Dataset items:
▬▬▬
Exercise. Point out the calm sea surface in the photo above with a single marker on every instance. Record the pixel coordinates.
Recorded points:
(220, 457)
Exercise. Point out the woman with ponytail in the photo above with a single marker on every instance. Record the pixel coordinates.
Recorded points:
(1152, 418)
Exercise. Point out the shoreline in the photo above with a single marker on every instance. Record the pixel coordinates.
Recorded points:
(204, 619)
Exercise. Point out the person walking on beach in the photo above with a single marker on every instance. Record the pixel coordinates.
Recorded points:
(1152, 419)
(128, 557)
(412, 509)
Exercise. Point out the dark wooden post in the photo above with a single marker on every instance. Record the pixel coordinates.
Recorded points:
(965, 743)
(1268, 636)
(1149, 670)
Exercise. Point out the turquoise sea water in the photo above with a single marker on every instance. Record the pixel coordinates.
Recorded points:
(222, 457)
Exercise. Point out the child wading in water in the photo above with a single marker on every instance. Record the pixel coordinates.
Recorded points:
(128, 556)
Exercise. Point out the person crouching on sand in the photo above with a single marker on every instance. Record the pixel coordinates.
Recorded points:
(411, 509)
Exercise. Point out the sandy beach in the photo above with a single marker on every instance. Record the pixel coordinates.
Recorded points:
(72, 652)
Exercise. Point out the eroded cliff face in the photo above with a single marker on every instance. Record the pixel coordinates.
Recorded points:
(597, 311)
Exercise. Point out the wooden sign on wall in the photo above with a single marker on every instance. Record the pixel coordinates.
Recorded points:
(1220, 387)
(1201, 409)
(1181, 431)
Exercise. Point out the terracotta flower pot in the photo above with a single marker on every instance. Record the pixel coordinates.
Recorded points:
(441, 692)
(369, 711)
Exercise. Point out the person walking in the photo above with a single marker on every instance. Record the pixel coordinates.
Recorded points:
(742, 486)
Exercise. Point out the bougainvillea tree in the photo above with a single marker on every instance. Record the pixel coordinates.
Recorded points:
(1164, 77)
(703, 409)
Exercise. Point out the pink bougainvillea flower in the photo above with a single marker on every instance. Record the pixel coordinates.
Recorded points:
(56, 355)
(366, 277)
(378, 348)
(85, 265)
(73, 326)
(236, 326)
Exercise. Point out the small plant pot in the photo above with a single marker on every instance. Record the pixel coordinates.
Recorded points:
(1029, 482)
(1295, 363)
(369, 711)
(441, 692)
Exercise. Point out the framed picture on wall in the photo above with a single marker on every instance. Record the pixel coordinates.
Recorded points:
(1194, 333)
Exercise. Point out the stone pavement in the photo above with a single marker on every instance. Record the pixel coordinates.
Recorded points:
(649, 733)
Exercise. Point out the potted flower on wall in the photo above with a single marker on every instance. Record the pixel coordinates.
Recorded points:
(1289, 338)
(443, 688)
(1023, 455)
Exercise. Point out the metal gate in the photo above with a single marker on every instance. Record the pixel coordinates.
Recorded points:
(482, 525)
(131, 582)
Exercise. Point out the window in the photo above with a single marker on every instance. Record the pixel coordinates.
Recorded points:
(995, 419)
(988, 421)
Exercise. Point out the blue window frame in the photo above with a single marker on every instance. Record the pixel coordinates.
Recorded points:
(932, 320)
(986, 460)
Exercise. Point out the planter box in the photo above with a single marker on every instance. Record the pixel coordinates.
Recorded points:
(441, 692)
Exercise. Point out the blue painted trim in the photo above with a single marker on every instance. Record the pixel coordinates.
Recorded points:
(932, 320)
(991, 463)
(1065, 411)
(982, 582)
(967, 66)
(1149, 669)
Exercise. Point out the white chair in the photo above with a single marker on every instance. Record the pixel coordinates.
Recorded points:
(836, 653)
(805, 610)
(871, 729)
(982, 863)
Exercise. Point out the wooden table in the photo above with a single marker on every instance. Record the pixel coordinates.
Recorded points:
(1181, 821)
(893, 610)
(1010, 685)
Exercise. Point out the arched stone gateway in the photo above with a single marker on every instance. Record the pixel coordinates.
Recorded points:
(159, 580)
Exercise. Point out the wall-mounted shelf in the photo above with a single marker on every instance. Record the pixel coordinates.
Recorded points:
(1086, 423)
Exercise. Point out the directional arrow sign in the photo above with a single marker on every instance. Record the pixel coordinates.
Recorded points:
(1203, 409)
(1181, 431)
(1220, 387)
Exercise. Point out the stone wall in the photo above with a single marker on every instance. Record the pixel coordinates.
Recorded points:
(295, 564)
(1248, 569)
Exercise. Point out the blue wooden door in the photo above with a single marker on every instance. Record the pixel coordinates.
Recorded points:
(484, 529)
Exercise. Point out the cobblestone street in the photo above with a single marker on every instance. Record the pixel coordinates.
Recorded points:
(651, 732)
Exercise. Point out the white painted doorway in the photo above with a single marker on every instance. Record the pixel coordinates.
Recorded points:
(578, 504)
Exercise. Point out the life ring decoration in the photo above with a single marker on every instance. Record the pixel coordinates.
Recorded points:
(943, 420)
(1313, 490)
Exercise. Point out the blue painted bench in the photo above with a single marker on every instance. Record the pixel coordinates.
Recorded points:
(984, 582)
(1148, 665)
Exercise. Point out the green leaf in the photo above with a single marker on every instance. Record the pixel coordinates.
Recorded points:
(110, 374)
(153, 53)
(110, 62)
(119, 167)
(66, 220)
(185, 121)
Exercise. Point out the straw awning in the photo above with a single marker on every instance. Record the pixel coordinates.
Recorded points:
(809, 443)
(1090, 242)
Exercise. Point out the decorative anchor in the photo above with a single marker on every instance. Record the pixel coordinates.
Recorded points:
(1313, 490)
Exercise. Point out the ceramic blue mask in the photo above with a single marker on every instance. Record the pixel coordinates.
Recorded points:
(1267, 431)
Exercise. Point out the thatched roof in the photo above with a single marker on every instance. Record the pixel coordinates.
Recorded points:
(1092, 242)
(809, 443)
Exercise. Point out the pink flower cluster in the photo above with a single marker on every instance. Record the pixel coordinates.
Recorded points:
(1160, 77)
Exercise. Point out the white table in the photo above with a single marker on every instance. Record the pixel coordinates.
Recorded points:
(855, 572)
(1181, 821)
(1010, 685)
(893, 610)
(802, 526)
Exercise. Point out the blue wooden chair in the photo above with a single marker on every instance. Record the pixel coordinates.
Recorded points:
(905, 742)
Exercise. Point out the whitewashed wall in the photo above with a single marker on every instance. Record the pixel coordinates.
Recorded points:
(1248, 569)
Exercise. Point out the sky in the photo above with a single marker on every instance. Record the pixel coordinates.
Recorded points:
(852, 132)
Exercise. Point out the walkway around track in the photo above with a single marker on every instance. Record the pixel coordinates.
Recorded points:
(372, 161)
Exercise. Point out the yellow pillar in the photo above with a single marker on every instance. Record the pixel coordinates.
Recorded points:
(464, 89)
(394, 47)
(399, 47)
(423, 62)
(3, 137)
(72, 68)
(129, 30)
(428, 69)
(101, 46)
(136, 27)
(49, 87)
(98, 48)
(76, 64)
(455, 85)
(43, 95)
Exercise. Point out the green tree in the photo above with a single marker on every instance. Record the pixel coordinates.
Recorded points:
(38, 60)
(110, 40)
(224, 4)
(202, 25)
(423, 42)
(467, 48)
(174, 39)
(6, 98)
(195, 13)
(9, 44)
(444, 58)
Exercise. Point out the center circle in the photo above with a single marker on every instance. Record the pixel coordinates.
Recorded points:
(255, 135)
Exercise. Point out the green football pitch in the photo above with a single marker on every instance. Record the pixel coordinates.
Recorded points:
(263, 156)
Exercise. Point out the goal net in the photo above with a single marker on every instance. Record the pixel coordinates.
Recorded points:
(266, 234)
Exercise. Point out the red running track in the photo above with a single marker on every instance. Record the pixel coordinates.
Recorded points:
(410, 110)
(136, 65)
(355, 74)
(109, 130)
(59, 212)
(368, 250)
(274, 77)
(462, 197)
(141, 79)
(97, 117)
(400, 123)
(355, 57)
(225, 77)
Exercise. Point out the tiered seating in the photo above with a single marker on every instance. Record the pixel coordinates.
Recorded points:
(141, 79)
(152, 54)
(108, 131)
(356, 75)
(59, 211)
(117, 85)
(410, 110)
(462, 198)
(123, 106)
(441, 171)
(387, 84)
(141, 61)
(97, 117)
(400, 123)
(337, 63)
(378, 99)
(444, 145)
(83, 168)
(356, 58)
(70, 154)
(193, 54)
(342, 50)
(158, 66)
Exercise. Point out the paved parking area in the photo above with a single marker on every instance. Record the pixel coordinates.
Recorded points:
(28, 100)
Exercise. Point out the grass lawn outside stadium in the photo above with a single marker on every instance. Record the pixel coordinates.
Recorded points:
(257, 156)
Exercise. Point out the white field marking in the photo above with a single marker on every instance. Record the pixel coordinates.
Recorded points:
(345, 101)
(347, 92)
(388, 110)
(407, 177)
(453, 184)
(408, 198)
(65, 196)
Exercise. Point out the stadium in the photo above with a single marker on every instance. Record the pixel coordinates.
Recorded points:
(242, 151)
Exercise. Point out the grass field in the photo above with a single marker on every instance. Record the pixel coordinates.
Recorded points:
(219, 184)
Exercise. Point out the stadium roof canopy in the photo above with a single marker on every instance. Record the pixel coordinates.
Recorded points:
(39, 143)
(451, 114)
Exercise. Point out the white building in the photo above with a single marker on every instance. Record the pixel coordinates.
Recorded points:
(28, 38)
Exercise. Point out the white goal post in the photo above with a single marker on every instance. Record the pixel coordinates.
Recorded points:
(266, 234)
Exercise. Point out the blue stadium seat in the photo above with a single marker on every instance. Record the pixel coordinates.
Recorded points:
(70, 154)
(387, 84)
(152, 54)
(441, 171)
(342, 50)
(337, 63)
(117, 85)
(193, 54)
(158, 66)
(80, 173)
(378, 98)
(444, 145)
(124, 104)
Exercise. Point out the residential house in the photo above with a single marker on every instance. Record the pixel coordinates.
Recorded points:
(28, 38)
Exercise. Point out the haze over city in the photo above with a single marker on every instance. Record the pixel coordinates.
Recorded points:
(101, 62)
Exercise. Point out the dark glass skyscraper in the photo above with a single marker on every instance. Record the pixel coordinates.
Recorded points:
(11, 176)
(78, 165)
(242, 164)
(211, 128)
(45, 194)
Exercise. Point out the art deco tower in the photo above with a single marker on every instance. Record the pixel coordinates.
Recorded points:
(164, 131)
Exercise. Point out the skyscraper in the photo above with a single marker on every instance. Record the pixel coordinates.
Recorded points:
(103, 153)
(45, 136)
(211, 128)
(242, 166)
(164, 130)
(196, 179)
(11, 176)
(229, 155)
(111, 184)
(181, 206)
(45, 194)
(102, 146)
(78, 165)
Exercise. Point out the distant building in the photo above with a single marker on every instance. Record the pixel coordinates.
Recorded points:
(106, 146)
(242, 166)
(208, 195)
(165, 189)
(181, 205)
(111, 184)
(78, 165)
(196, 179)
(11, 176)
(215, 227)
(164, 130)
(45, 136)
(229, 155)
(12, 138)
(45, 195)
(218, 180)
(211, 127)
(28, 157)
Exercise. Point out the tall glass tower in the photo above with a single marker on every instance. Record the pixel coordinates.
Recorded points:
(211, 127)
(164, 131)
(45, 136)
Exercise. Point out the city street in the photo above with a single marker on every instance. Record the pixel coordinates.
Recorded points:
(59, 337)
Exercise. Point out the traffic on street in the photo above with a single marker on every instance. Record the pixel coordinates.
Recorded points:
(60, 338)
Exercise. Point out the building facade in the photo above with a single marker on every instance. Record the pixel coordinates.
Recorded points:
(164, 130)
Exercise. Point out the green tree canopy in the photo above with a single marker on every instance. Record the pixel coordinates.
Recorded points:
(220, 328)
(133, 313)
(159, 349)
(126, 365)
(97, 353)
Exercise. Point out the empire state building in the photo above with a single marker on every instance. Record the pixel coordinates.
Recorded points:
▬▬▬
Prompt:
Since only a number is wanted, please say how many lines in the data include the word "goal".

Solved exercise:
2